What to work on: Rewrite every line from the one containing "Annotation guideline — the target class is woman in black" through the end of the items, both included, and shift each box corner coordinate in the answers by adding 95 to it. Leave all other text unchanged.

The records:
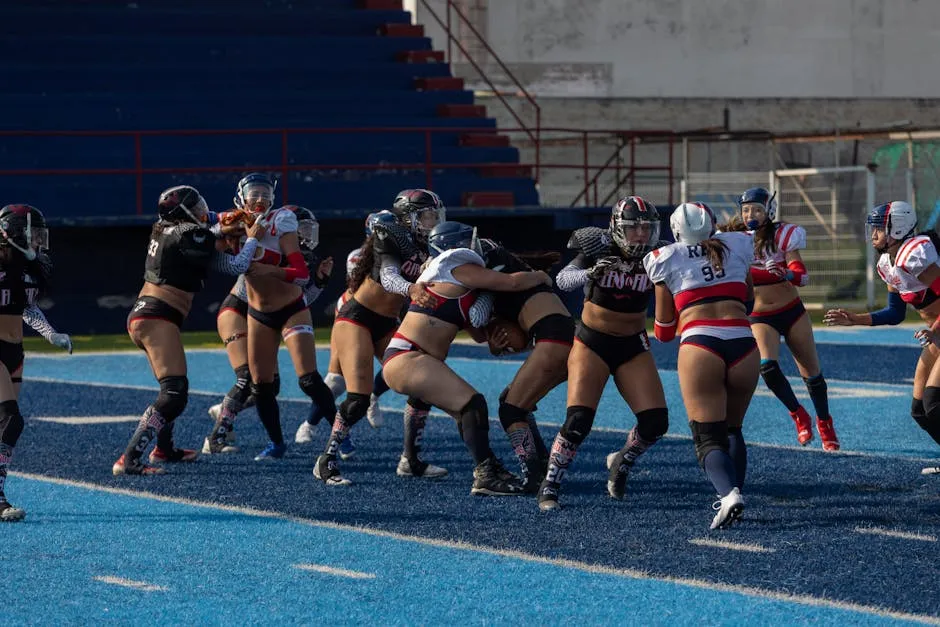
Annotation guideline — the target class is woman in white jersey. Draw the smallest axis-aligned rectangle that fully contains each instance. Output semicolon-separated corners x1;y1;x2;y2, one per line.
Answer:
374;222;551;496
823;201;940;474
643;203;760;529
723;187;839;451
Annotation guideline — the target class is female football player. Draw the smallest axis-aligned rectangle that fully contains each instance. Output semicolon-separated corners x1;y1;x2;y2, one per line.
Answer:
111;185;265;475
538;196;669;511
643;203;760;529
823;201;940;474
374;222;551;496
738;187;839;451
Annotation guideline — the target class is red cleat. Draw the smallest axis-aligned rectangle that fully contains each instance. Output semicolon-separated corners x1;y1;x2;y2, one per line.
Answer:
150;446;199;464
816;417;839;451
790;405;813;446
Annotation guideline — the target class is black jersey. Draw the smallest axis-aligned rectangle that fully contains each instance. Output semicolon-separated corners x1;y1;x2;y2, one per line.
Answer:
370;223;428;283
568;226;654;313
144;221;215;293
0;252;40;316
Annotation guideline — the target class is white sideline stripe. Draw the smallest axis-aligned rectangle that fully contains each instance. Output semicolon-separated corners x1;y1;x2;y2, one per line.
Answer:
855;527;937;542
29;377;937;464
294;564;375;579
689;538;777;553
92;575;168;592
30;416;140;425
10;471;940;625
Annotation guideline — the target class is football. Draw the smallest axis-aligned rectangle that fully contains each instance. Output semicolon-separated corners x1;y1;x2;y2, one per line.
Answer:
484;318;529;355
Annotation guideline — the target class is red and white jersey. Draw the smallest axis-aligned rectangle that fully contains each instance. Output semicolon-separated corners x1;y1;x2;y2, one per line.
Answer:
346;247;362;276
876;235;940;302
643;232;754;311
254;208;297;266
747;222;806;269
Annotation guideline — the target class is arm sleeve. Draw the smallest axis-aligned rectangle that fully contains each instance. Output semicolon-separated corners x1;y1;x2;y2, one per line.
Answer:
214;237;258;276
379;262;413;296
469;292;493;329
555;253;589;292
23;305;56;342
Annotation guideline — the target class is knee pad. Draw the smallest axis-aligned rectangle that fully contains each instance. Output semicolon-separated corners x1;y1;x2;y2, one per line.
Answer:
408;396;431;411
458;393;490;431
529;314;574;346
339;392;369;426
760;359;783;385
636;407;669;442
153;376;189;422
689;420;730;467
0;400;25;447
559;405;597;445
228;364;251;404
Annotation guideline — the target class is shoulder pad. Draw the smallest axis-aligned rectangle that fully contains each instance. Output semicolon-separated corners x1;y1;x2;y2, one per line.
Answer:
568;226;612;257
373;223;418;259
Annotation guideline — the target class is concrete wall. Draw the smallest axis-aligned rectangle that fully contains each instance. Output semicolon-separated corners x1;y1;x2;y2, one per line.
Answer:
417;0;940;98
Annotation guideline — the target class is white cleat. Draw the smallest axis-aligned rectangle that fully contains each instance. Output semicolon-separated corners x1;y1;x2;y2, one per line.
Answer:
366;394;385;429
294;420;317;444
709;488;744;529
395;455;447;479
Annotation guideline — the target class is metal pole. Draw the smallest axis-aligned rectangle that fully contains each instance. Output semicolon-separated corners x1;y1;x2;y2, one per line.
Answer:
863;171;875;311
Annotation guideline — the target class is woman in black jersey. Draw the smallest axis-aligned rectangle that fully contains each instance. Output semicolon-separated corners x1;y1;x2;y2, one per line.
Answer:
380;222;552;496
315;189;447;485
0;205;60;522
117;185;267;475
539;196;669;510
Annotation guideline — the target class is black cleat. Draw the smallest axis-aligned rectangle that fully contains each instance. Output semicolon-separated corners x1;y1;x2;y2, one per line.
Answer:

Task response:
Annotation guideline — the target class is woman in black jersey. Draw the smallest axis-aligned rectangle that fully contains each instance. Output semicolon-separated corners x1;y1;x2;y2, one per line.
Answer:
475;317;647;591
410;284;542;580
95;300;155;617
212;280;362;570
634;291;764;605
Annotation guideline — the target class is black cleat. Draw the smallest axis-aligned rectangle that fully contains each instance. Output semicolon-separated corners x1;y1;x2;y2, one per line.
Answer:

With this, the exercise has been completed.